Exercise objective: Copy out exactly the line that contains "the tree, the" and all lines following it to the end of the data.

Dataset records:
╭──

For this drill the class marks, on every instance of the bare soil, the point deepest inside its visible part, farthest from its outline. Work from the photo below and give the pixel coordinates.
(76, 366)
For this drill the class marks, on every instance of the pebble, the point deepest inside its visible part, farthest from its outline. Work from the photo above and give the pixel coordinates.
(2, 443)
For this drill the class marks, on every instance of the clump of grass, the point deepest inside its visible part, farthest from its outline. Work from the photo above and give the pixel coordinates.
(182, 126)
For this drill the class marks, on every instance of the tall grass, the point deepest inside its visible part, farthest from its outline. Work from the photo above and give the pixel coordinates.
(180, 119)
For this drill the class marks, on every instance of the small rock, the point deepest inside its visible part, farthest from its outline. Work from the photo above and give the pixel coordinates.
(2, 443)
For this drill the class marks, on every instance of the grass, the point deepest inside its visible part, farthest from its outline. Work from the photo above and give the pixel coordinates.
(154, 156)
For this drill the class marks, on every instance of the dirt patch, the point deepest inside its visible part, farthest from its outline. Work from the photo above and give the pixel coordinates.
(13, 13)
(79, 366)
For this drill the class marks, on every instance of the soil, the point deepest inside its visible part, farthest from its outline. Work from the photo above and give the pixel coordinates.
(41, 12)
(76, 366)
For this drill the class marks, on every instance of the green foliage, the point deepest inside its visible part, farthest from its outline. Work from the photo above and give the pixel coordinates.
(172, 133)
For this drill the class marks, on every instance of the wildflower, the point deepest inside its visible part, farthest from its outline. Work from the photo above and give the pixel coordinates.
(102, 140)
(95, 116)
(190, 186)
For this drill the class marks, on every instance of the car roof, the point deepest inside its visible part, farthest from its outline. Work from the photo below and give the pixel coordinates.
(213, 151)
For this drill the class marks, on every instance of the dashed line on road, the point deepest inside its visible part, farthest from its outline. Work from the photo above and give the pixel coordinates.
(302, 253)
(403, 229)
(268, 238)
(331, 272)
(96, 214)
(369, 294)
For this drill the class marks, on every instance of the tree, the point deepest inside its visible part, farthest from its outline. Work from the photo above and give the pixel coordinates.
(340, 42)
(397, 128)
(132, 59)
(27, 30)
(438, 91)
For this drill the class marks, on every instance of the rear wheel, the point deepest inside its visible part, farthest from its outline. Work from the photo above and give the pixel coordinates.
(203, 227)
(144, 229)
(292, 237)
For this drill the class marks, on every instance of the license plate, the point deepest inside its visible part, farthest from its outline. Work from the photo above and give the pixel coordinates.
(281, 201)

╰──

Task output:
For this drill the class marks, on every instance of the tree, the point deepest inside its visible part, farthest from its outline. Work from the photo above and give the pixel coordinates.
(340, 42)
(397, 128)
(132, 59)
(27, 30)
(438, 91)
For this drill the class marks, on every instance of the rear wheel, the point deepest inside its visible part, farthest from its outline. Work from the photo above and give the pixel coordinates.
(203, 227)
(144, 229)
(292, 237)
For this drill the class marks, on every instance of the license plate, the point deepest inside its visible part, farthest from its outline. Work from the photo above and give the pixel coordinates.
(281, 201)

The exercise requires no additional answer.